- _EXCERPT TO READ_:
On demand Ofsted ILACS results summary via inspection reports scrape from the Ofsted.gov pages Published: https://data-to-insight.github.io/ofsted-ilacs-scrape-tool/
The inspection reports output summary is refreshed on a weekly basis, usually on the first working day.
D2I and some local authorities use the ADCS published Ofsted ILACS inspections Excel summary as part of their internal data workflow(s). However the use of this data is restricted by the limited frequency that the summary sheet is (re-)published. Given that Ofsted inspection reports are published mcuh more regularly, can we access that data/results directly ourselves and re-create a similar summary to the ADCS version. Perhaps if we can, is there any other data elements that we can bring in to increase the potential use-cases for this data.
This project is based on a proof-of-concept, 'can we do this' basis. As such it's supplied very much with the disclaimer of 'please check the vitals' if you're embedding it into something more critical, and likewise pls feel free to feedback into the project with suggestions. The structure of the code and processes have much scope for improvement, but some of the initial emphasis was on maintaining a level of code readability so that others might have an easier time of taking it further. That said, we needed to take some of the scrape/cleaning processes further than anticipated due to inconsistencies in the source site/data; this has ultimately impacted the intended 're-usable mvp' approach to codifying a solution for the original problem.
The results structure and returned data is based almost entirely on the originating ILACS Summary produced/refreshed periodically by the ADCS; the use of which has previously underpinned several D2I projects. We're aware of several similar collections of longer-term work on and surrounding the Ofsted results theme, and would be happy to hear from those who perhaps also have bespoke ideas for changes here that would assist their own work.
The scrape process is completed by running a single Python script: ofsted_childrens_services_inspection_scrape.py
There are currently three exports from the script.
Generated (as ./index.html) to display a refreshed subset of the ILACS results summary.
The complete ILACS overview spreadsheet, exported to the git project root ./ as an .xlsx file for ease and also accessible via a download link from the generated web-site results page (index.html)
During the scrape process, because we scan all the related CS inspection pdf reports for each LA; these can be/are packaged up into tidy LA named folders (urn_LAname) within the git repo (./export_data/inspection_reports/). There is a lot of data here, but if you download the entire export_data folder after the script has run, with the overview summary sheet then the local_inspection_reports column active links will work and you can then easily access each LA's previous reports all in once place via the supplied hyperlink(s). Note: This is currently not an option when viewing the results on the web page/Git Pages; but we are happy to clarify how to access/use this element if you get in touch.
Some LA's inspection reports have PDF encoding or inconsistent data in the published reports that is causing extraction issues & null data. We're working to address these, these are:
- southend-on-sea, [overall, help_and_protection_grade,care_leavers_grade]
- nottingham, [inspection_framework, inspection_date]
- redcar and cleveland, [inspection_framework, inspection_date]
- knowsley, [inspector_name]
- stoke-on-trent, [inspector_name]
There are currently two flat file(.csv) imports used. (/import_data/..)
Allows us to add further LA related data including such as the historic LA codes still in use for some areas, but also enablers for further work, for example ONS region identifiers, and which CMS system LA's are using.

Recorded data
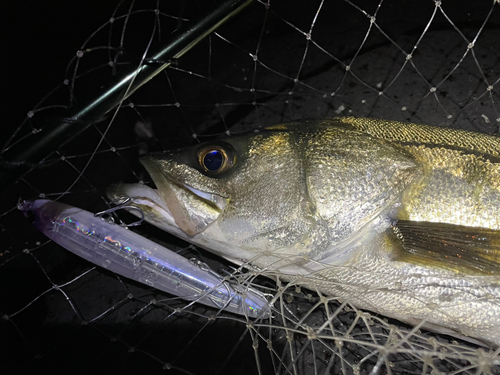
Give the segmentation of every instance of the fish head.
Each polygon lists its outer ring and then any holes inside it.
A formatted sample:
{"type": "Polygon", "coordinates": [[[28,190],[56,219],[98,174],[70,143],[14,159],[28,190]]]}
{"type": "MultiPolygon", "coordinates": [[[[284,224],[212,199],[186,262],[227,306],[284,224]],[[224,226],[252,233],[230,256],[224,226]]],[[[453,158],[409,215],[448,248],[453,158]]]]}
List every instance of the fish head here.
{"type": "Polygon", "coordinates": [[[296,218],[295,203],[303,198],[300,158],[290,136],[271,131],[232,136],[153,153],[141,162],[187,236],[214,226],[209,231],[214,235],[257,246],[264,233],[296,218]]]}
{"type": "Polygon", "coordinates": [[[265,267],[345,252],[415,168],[392,146],[330,123],[275,126],[141,162],[176,235],[265,267]]]}

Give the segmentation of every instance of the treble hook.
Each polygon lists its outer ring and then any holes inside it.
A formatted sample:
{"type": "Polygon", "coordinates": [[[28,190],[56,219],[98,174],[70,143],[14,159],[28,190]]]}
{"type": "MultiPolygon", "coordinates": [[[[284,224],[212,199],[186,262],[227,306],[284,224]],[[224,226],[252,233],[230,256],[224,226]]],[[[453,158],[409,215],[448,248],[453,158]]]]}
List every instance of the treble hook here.
{"type": "MultiPolygon", "coordinates": [[[[125,226],[125,227],[128,228],[128,227],[136,227],[138,225],[141,225],[142,222],[144,221],[144,212],[139,207],[125,206],[131,200],[132,199],[130,197],[119,197],[119,198],[117,198],[117,199],[115,199],[115,200],[113,200],[113,201],[110,202],[111,204],[116,204],[117,205],[116,207],[112,207],[112,208],[108,208],[107,210],[104,210],[104,211],[96,212],[94,214],[94,217],[102,217],[103,215],[111,214],[111,213],[113,213],[115,211],[118,211],[118,210],[131,209],[131,210],[139,211],[139,213],[141,214],[141,219],[138,220],[138,221],[135,221],[133,223],[130,223],[130,224],[124,224],[123,226],[125,226]]],[[[111,219],[114,222],[113,217],[111,217],[111,219]]]]}

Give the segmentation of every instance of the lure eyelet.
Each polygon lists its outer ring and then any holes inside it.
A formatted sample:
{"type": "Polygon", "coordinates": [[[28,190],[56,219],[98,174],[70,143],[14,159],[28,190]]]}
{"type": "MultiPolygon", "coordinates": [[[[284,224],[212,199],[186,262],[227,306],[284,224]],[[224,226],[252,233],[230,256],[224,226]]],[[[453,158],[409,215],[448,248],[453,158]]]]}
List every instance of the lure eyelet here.
{"type": "Polygon", "coordinates": [[[206,174],[220,175],[234,165],[233,152],[221,145],[206,145],[198,151],[198,163],[206,174]]]}

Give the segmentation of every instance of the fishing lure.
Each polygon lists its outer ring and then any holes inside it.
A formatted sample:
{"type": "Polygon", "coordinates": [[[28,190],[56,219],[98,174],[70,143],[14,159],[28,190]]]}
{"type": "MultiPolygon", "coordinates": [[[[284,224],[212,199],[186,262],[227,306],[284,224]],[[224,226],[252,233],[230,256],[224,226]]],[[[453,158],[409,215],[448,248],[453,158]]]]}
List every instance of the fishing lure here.
{"type": "Polygon", "coordinates": [[[229,283],[206,264],[193,262],[91,212],[47,199],[18,209],[34,226],[72,253],[119,275],[220,310],[267,317],[269,302],[252,288],[229,283]]]}

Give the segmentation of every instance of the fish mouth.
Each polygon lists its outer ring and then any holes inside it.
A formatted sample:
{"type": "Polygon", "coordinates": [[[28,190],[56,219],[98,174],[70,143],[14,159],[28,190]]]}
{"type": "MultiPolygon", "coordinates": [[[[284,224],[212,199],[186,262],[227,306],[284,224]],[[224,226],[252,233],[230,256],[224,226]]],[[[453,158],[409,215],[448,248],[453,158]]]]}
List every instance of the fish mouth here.
{"type": "Polygon", "coordinates": [[[175,224],[188,236],[203,232],[226,208],[226,198],[175,181],[164,172],[159,160],[147,156],[140,161],[151,176],[175,224]]]}

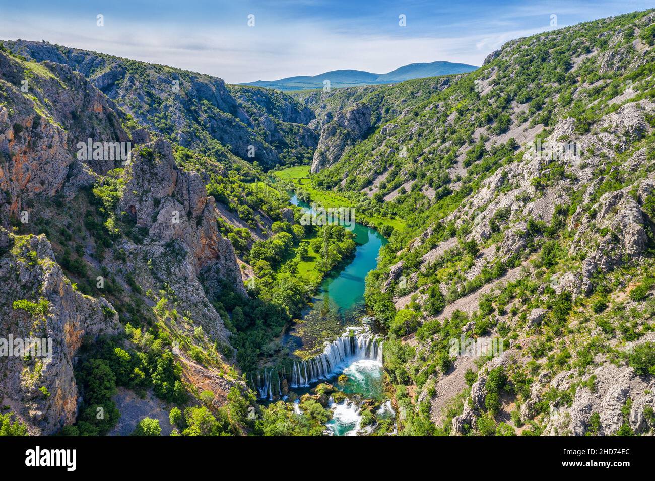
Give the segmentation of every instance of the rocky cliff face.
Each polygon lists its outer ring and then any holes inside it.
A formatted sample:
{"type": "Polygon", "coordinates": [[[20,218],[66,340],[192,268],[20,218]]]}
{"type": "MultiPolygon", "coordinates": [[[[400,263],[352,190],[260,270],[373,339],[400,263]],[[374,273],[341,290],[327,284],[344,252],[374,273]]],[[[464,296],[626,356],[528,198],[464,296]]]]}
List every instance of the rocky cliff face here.
{"type": "Polygon", "coordinates": [[[0,52],[0,332],[52,344],[50,357],[1,357],[3,405],[31,434],[54,434],[74,422],[81,400],[73,365],[83,340],[120,333],[117,312],[137,325],[143,309],[151,319],[152,293],[164,289],[183,321],[168,329],[195,340],[176,353],[187,366],[183,378],[191,385],[216,378],[212,386],[224,402],[221,389],[234,384],[217,367],[226,360],[200,366],[186,352],[194,342],[229,346],[230,332],[208,294],[226,283],[245,294],[205,181],[178,168],[170,142],[151,141],[94,83],[44,60],[0,52]],[[88,139],[129,142],[133,150],[127,159],[79,157],[78,143],[88,139]]]}
{"type": "Polygon", "coordinates": [[[227,86],[211,75],[46,43],[5,45],[37,62],[80,72],[140,124],[184,147],[215,155],[227,146],[235,155],[271,167],[308,158],[316,146],[314,134],[304,126],[313,113],[281,92],[227,86]]]}
{"type": "Polygon", "coordinates": [[[0,227],[0,253],[3,338],[52,342],[48,355],[0,356],[0,398],[31,434],[52,435],[75,419],[81,399],[73,364],[83,339],[117,334],[118,315],[103,298],[75,289],[45,236],[0,227]]]}
{"type": "Polygon", "coordinates": [[[113,103],[64,65],[39,65],[0,52],[0,217],[23,202],[52,197],[69,181],[72,192],[121,160],[80,162],[79,142],[128,142],[113,103]],[[22,90],[23,89],[23,90],[22,90]]]}
{"type": "Polygon", "coordinates": [[[140,283],[154,287],[155,278],[166,279],[206,332],[226,341],[229,332],[205,289],[217,289],[222,279],[236,292],[246,291],[232,245],[218,232],[214,198],[207,196],[198,173],[176,166],[170,144],[161,139],[134,155],[124,176],[117,212],[126,213],[149,234],[143,245],[123,244],[137,263],[140,283]],[[142,259],[150,261],[149,268],[142,259]]]}
{"type": "Polygon", "coordinates": [[[371,128],[371,107],[365,103],[337,113],[333,120],[321,129],[321,137],[314,152],[312,173],[334,164],[349,144],[363,138],[371,128]]]}
{"type": "Polygon", "coordinates": [[[652,432],[653,16],[512,41],[336,162],[315,157],[360,210],[420,226],[367,286],[390,375],[417,394],[400,401],[410,433],[417,418],[451,434],[652,432]],[[460,336],[506,349],[476,365],[450,353],[460,336]]]}

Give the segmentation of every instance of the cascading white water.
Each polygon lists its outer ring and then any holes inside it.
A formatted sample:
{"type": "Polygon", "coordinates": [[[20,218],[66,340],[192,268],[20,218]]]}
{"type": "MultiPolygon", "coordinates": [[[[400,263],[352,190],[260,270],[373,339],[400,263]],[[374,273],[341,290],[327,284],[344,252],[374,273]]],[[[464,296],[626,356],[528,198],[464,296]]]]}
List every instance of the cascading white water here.
{"type": "Polygon", "coordinates": [[[367,327],[350,327],[340,337],[327,344],[321,354],[293,363],[290,376],[286,372],[279,373],[277,368],[269,368],[257,372],[256,382],[252,376],[250,382],[259,399],[272,401],[272,386],[277,385],[276,395],[280,395],[282,378],[286,378],[292,388],[309,387],[310,383],[328,380],[346,365],[360,359],[372,359],[381,365],[382,344],[380,338],[367,327]]]}
{"type": "Polygon", "coordinates": [[[346,363],[358,359],[375,359],[382,363],[382,343],[364,328],[350,328],[326,346],[322,353],[293,363],[291,387],[308,387],[310,383],[334,376],[346,363]]]}

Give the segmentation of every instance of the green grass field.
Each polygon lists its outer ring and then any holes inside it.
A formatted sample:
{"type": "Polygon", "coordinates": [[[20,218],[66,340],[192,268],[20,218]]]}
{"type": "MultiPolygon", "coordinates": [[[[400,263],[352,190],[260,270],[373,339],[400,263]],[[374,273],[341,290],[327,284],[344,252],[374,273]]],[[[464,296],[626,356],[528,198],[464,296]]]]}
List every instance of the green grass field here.
{"type": "MultiPolygon", "coordinates": [[[[291,182],[302,188],[309,194],[312,202],[324,207],[354,207],[355,205],[354,202],[337,192],[321,190],[314,187],[314,183],[310,178],[309,169],[309,166],[297,166],[279,170],[274,172],[274,175],[281,181],[291,182]]],[[[358,217],[366,219],[367,223],[377,227],[390,225],[398,230],[402,230],[405,228],[405,222],[400,219],[366,215],[356,212],[355,219],[356,219],[358,217]]]]}

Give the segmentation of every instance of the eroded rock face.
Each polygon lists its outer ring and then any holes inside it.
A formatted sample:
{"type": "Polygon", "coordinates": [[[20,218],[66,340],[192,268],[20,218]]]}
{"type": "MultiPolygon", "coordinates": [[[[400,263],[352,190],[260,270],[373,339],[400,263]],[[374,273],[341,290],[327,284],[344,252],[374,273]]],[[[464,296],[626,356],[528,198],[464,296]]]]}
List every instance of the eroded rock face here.
{"type": "MultiPolygon", "coordinates": [[[[567,379],[568,374],[558,374],[551,385],[559,390],[567,389],[572,382],[567,379]]],[[[655,406],[655,398],[648,393],[654,387],[652,379],[636,376],[634,370],[627,366],[612,364],[599,366],[584,380],[588,380],[591,376],[595,376],[593,391],[586,387],[578,388],[570,407],[560,406],[551,413],[544,435],[584,436],[591,427],[591,418],[595,412],[600,416],[597,434],[614,435],[624,423],[622,409],[629,399],[632,404],[628,423],[635,433],[643,433],[648,427],[644,410],[655,406]]],[[[539,396],[535,392],[531,399],[534,401],[539,396]]]]}
{"type": "Polygon", "coordinates": [[[120,159],[91,158],[83,161],[85,169],[74,154],[79,143],[130,141],[121,126],[122,114],[88,80],[65,65],[40,67],[28,71],[0,52],[7,105],[0,107],[0,220],[16,216],[27,199],[52,197],[67,177],[73,181],[73,192],[92,185],[94,173],[120,166],[120,159]],[[28,91],[22,92],[25,79],[28,91]]]}
{"type": "Polygon", "coordinates": [[[0,238],[2,337],[52,342],[50,356],[0,356],[0,397],[31,434],[52,435],[75,420],[80,399],[73,364],[83,338],[117,334],[118,315],[103,298],[73,289],[45,236],[15,236],[0,228],[0,238]]]}
{"type": "Polygon", "coordinates": [[[299,156],[316,145],[316,134],[304,127],[314,119],[313,112],[282,92],[228,86],[218,77],[149,63],[135,71],[134,64],[124,59],[46,43],[16,41],[4,45],[27,58],[56,62],[79,72],[141,125],[168,134],[159,129],[159,109],[143,95],[148,91],[167,105],[174,138],[185,147],[202,151],[208,135],[236,155],[272,166],[280,162],[286,149],[296,150],[299,156]],[[301,135],[285,132],[298,130],[301,135]],[[199,131],[205,135],[198,135],[199,131]]]}
{"type": "Polygon", "coordinates": [[[350,144],[364,138],[371,128],[371,107],[357,103],[340,111],[333,120],[321,130],[321,138],[314,152],[312,173],[337,162],[350,144]]]}
{"type": "MultiPolygon", "coordinates": [[[[246,290],[232,244],[218,231],[214,198],[198,173],[178,168],[170,143],[162,139],[138,151],[124,175],[117,211],[149,236],[142,245],[126,241],[124,248],[134,258],[149,260],[152,272],[166,279],[205,332],[226,340],[229,332],[207,295],[223,281],[244,295],[246,290]]],[[[136,270],[145,286],[154,285],[150,269],[136,270]]]]}

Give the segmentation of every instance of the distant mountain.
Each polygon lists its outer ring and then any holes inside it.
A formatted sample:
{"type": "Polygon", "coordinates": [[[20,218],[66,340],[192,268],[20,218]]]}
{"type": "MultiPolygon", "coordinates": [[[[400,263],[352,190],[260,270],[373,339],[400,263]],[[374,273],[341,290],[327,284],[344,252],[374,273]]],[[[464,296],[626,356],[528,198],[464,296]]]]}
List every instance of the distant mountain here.
{"type": "Polygon", "coordinates": [[[256,80],[241,84],[269,87],[280,90],[301,90],[305,88],[321,88],[324,81],[329,80],[330,86],[333,88],[352,87],[358,85],[390,84],[411,79],[449,73],[462,73],[470,72],[477,68],[466,63],[433,62],[431,63],[410,63],[387,73],[373,73],[363,70],[333,70],[318,75],[297,75],[276,80],[256,80]]]}

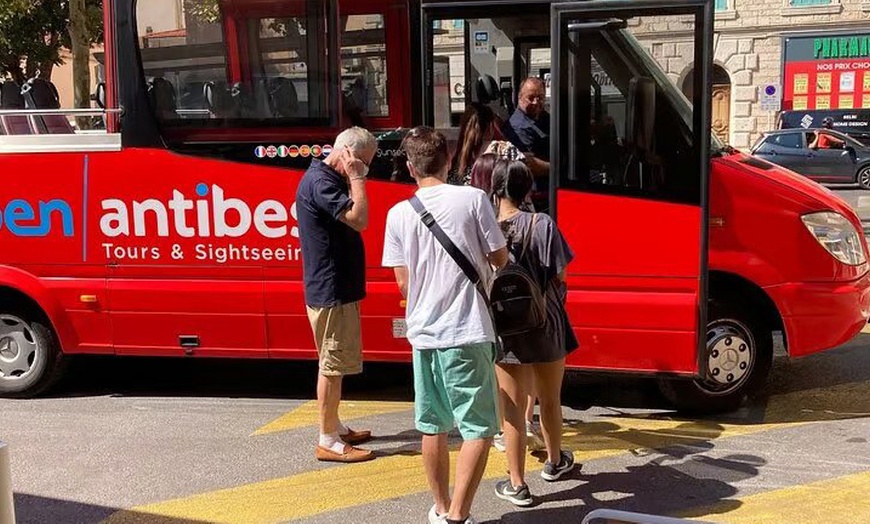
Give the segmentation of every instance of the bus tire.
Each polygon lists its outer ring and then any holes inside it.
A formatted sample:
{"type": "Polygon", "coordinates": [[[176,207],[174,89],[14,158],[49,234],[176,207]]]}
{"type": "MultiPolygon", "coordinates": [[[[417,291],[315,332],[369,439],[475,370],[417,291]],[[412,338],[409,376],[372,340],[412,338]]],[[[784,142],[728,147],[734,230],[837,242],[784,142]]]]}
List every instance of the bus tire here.
{"type": "Polygon", "coordinates": [[[44,393],[60,379],[65,363],[54,330],[38,315],[0,312],[0,397],[44,393]]]}
{"type": "Polygon", "coordinates": [[[734,411],[758,390],[773,364],[773,333],[763,322],[727,304],[711,302],[704,364],[709,379],[660,379],[662,394],[683,413],[734,411]]]}
{"type": "Polygon", "coordinates": [[[855,175],[855,182],[861,186],[861,189],[870,189],[870,164],[861,166],[858,169],[858,174],[855,175]]]}

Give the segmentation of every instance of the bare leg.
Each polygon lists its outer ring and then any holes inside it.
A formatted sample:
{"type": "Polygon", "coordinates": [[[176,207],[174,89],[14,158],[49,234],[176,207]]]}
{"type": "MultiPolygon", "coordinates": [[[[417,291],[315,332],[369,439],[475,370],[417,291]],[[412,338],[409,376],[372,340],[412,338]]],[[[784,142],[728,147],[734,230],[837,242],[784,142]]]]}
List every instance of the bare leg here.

- _REQUIRED TASK_:
Answer these questions from the text on the Ofsted ILACS scrape tool:
1. How often is the inspection reports output summary refreshed?
2. Which single Python script completes the scrape process?
3. Which data field has extraction issues for knowsley?

- _THE ANSWER_:
1. Weekly, usually on the first working day.
2. ofsted_childrens_services_inspection_scrape.py
3. inspector_name